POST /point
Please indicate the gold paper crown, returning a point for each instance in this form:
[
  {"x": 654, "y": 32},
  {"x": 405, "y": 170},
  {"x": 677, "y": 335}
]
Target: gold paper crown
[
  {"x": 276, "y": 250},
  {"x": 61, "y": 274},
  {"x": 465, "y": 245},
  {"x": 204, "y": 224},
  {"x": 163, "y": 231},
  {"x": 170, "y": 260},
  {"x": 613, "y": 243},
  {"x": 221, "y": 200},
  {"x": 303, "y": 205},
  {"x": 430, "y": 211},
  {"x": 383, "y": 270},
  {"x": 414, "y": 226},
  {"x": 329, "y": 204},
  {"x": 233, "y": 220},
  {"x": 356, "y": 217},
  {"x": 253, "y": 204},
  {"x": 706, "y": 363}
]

EXERCISE DESCRIPTION: Retype all of the data word for word.

YOUR SOLUTION:
POST /point
Please indicate the gold paper crown, returning a point for each instance in this form:
[
  {"x": 654, "y": 32},
  {"x": 405, "y": 170},
  {"x": 677, "y": 335}
]
Target: gold paper crown
[
  {"x": 276, "y": 250},
  {"x": 61, "y": 274},
  {"x": 465, "y": 245},
  {"x": 204, "y": 224},
  {"x": 163, "y": 231},
  {"x": 170, "y": 260},
  {"x": 613, "y": 243},
  {"x": 221, "y": 200},
  {"x": 303, "y": 205},
  {"x": 430, "y": 211},
  {"x": 383, "y": 270},
  {"x": 414, "y": 226},
  {"x": 329, "y": 204},
  {"x": 233, "y": 220},
  {"x": 356, "y": 217},
  {"x": 253, "y": 204},
  {"x": 706, "y": 363}
]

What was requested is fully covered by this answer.